# [WHAT IS REQUIRED]
Copy the rice gene editing text again, starting with "Dr. Antonio Costa" and going on through "global food security.", and substitute "effective" for "efficient".

Gene editing technique highlighted as possible 'savior' for climate change threatened rice crops

A review of gene editing techniques suggests that the CRISPR/Cas (clustered regularly interspaced short palindromic repeats/Cas) method could be a possible "savior" for rice crops threatened by climate change and high food demand.

The study, published in CABI Reviews, highlights that while rice is one of the most consumed cereals worldwide and feeds about three billion people, climate-induced abiotic and biotic stresses have affected the production and quality of rice crops.

Dr. Antonio Costa de Oliveira, lead author of the Federal University of Pelotas, Brazil, and a team of fellow scientists found that the CRISPR/Cas tool was efficient in gene editing in studies related to yield, tolerance to biotic and abiotic stresses and rice grain quality.

However, the review, which sought to describe the different gene editing techniques and their respective applications in rice breeding, argues that the impact of the CRISPR/Cas approach in breeding programs depends upon the cultivation of the edited plants on a large scale in the field.

Dr. Costa de Oliveira said, "The development of new, higher yielding cultivars is necessary to ensure global food security.

"Although great progress has already been achieved by conventional breeding, biotechnological tools, such as transgenics and genome editing, can aid in meeting future demands.

"Gene editing is characterized by cutting and modifying target genes. Among the genome editing techniques, CRISPR/Cas has been proposed because of its ease of manipulation.

"Variants such as multiple Cas proteins, base editing and prime editing, which aim to increase editing efficiency have also been proposed. Edited plants are also more accepted because they are transgene free."

The study outlines that a 50% increase in the current consumption of rice is projected for 2050—which would mean a demand as high as 1.125 billion metric tons.

But the occurrence of biotic stresses (diseases—viruses, bacteria, fungi, nematodes, pests and weeds) coupled with abiotic stresses (drought, submergence, salinity, heat, cold and heavy metals) is a limiting factor for rice production.

# [RECORDS]

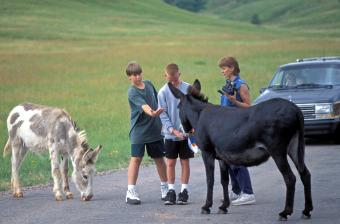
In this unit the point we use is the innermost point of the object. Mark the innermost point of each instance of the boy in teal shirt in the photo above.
(145, 130)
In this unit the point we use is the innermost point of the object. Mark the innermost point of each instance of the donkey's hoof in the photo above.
(69, 195)
(305, 215)
(222, 211)
(59, 198)
(18, 195)
(205, 211)
(282, 217)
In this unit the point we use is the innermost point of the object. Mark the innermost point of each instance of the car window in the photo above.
(320, 74)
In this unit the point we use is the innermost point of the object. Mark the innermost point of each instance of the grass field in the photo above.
(72, 54)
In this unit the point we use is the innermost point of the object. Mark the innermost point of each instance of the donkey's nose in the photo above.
(87, 198)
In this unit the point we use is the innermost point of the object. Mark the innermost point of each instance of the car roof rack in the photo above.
(318, 59)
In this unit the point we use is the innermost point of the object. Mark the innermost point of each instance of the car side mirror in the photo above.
(262, 90)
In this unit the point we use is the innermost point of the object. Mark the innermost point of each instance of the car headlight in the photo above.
(323, 108)
(327, 110)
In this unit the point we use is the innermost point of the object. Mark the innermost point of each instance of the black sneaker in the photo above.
(170, 198)
(183, 197)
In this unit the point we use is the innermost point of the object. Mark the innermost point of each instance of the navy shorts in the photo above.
(154, 149)
(174, 149)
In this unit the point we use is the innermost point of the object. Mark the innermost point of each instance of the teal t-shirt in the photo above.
(143, 128)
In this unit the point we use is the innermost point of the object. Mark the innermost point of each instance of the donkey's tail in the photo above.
(7, 147)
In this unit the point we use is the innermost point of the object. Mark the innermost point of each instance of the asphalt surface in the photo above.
(108, 205)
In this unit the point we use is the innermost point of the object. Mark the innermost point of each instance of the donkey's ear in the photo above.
(176, 92)
(197, 85)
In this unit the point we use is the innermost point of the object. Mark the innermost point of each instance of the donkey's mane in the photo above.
(197, 94)
(83, 139)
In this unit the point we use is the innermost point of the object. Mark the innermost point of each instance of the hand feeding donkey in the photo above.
(39, 128)
(247, 137)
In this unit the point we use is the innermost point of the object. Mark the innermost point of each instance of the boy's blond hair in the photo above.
(133, 68)
(171, 69)
(229, 62)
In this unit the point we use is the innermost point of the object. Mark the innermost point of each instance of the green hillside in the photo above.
(72, 54)
(316, 14)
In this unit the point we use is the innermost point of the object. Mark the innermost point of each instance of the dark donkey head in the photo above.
(191, 104)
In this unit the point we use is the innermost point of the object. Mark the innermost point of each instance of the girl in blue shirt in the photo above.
(242, 192)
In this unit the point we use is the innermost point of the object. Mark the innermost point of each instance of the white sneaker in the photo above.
(132, 197)
(164, 191)
(244, 199)
(233, 196)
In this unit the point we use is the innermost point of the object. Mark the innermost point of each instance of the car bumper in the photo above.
(321, 127)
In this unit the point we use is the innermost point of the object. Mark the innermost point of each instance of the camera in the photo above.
(228, 88)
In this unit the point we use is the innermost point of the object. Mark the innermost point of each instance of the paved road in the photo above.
(108, 206)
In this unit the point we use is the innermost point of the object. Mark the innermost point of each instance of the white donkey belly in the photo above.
(24, 132)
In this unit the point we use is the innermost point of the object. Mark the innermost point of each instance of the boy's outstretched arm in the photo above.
(149, 111)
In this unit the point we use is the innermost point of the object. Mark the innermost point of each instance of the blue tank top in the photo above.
(237, 84)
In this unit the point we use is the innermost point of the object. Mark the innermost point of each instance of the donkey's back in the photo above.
(36, 127)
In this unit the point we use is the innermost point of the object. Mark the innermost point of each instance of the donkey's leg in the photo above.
(56, 175)
(224, 181)
(64, 176)
(18, 154)
(209, 163)
(290, 179)
(306, 180)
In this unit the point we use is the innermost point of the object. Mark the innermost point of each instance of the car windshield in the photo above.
(306, 76)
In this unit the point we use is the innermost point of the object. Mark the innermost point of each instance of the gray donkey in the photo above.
(38, 128)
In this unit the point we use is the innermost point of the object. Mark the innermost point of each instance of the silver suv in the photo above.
(313, 84)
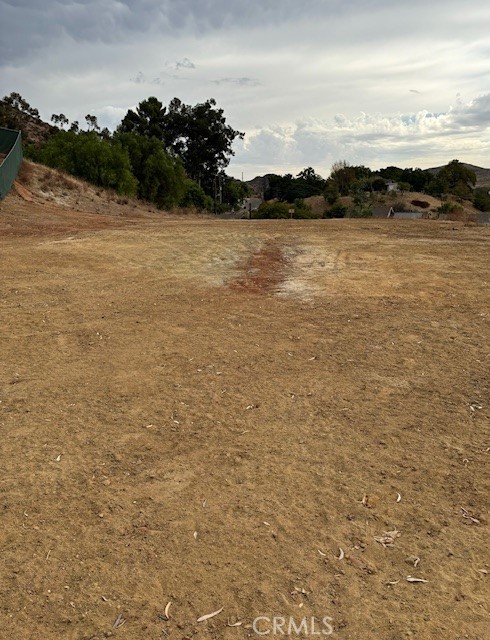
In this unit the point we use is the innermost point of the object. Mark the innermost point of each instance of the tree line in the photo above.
(171, 156)
(361, 183)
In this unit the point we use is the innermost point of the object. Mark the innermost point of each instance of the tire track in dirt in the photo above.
(264, 270)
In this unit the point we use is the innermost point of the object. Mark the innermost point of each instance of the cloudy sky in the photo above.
(310, 82)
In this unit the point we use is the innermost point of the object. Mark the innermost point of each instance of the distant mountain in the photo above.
(482, 175)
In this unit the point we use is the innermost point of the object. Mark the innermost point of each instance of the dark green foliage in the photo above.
(198, 135)
(194, 196)
(288, 189)
(481, 199)
(298, 210)
(422, 204)
(148, 119)
(344, 179)
(391, 173)
(161, 178)
(233, 191)
(273, 210)
(86, 156)
(455, 179)
(338, 210)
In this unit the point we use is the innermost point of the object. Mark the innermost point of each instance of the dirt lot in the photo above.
(227, 414)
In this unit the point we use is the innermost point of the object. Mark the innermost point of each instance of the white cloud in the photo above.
(370, 81)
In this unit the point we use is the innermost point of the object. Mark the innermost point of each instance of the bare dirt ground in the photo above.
(235, 414)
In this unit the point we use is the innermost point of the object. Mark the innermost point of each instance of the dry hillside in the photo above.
(252, 419)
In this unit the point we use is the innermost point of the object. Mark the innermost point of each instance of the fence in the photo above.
(11, 148)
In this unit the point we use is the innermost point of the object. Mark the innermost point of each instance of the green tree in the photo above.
(481, 199)
(86, 156)
(454, 179)
(59, 120)
(148, 119)
(200, 137)
(161, 177)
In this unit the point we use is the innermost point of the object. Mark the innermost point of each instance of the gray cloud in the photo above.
(185, 63)
(309, 70)
(376, 140)
(29, 25)
(242, 82)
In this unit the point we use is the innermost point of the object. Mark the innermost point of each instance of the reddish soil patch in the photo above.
(263, 271)
(168, 439)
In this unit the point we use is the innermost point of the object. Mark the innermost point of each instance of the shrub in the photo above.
(422, 204)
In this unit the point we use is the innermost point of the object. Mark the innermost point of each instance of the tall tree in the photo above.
(198, 135)
(148, 119)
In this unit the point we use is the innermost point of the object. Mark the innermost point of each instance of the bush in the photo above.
(422, 204)
(194, 196)
(272, 210)
(338, 210)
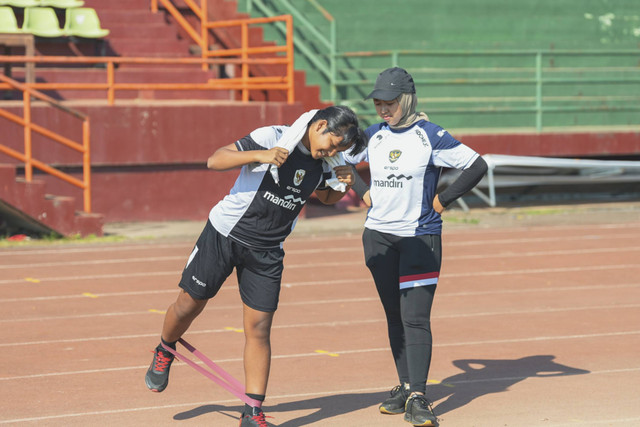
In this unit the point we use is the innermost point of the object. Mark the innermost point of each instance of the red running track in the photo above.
(536, 326)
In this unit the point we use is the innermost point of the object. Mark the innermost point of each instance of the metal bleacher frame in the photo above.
(585, 171)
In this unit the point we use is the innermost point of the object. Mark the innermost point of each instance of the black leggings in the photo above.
(408, 311)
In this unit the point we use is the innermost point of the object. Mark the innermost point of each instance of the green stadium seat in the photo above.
(42, 22)
(83, 22)
(21, 3)
(8, 21)
(62, 4)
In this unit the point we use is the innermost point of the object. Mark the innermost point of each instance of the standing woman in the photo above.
(402, 235)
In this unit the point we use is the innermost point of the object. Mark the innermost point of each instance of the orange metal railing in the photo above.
(111, 86)
(29, 127)
(245, 51)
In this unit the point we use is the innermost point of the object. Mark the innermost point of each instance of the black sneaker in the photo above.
(157, 376)
(418, 411)
(255, 419)
(396, 402)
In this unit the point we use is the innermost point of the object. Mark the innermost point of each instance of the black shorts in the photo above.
(212, 260)
(411, 261)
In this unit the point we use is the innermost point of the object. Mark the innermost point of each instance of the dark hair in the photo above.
(342, 121)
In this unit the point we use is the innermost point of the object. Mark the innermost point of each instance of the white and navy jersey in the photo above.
(405, 167)
(257, 212)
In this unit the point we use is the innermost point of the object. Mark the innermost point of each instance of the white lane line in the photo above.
(100, 261)
(175, 273)
(107, 247)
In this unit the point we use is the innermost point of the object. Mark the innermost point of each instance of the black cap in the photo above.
(391, 83)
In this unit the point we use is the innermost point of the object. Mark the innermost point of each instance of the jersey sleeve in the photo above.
(448, 152)
(262, 138)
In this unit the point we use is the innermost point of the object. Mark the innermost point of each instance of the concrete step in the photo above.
(27, 205)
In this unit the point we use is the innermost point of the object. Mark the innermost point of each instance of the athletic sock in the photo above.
(169, 344)
(248, 409)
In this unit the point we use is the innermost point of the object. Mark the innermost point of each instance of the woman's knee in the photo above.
(257, 324)
(187, 307)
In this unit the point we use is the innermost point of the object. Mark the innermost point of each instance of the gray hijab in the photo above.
(408, 103)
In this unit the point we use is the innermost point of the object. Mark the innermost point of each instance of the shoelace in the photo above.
(162, 362)
(260, 419)
(395, 390)
(424, 402)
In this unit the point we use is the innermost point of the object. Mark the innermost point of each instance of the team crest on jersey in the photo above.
(299, 176)
(394, 155)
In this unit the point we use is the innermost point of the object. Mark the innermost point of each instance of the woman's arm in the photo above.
(228, 157)
(465, 182)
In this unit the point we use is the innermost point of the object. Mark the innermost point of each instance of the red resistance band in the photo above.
(226, 381)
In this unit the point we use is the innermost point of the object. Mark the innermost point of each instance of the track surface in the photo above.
(533, 326)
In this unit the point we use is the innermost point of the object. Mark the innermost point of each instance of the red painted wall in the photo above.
(559, 144)
(149, 159)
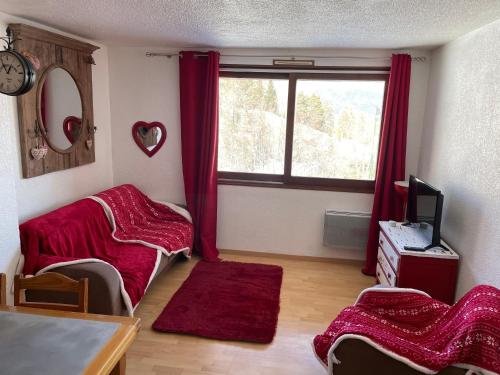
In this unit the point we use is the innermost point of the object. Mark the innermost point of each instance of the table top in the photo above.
(49, 341)
(401, 236)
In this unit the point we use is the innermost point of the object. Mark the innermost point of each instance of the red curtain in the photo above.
(199, 98)
(392, 155)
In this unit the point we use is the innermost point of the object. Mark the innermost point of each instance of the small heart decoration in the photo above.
(39, 152)
(149, 136)
(72, 127)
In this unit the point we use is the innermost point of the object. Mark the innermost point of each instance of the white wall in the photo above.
(257, 219)
(460, 150)
(26, 198)
(146, 89)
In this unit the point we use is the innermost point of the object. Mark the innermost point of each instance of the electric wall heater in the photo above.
(347, 230)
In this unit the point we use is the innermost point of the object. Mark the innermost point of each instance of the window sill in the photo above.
(351, 186)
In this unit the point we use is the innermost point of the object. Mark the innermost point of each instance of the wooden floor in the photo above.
(312, 294)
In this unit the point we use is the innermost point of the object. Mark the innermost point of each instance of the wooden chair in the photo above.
(3, 289)
(52, 282)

# [SOLUTION FOR THIS PROBLEM]
Dr. Antonio Costa de Oliveira, lead author of the Federal University of Pelotas, Brazil, and a team of fellow scientists found that the CRISPR/Cas tool was effective in gene editing in studies related to yield, tolerance to biotic and abiotic stresses and rice grain quality.

However, the review, which sought to describe the different gene editing techniques and their respective applications in rice breeding, argues that the impact of the CRISPR/Cas approach in breeding programs depends upon the cultivation of the edited plants on a large scale in the field.

Dr. Costa de Oliveira said, "The development of new, higher yielding cultivars is necessary to ensure global food security.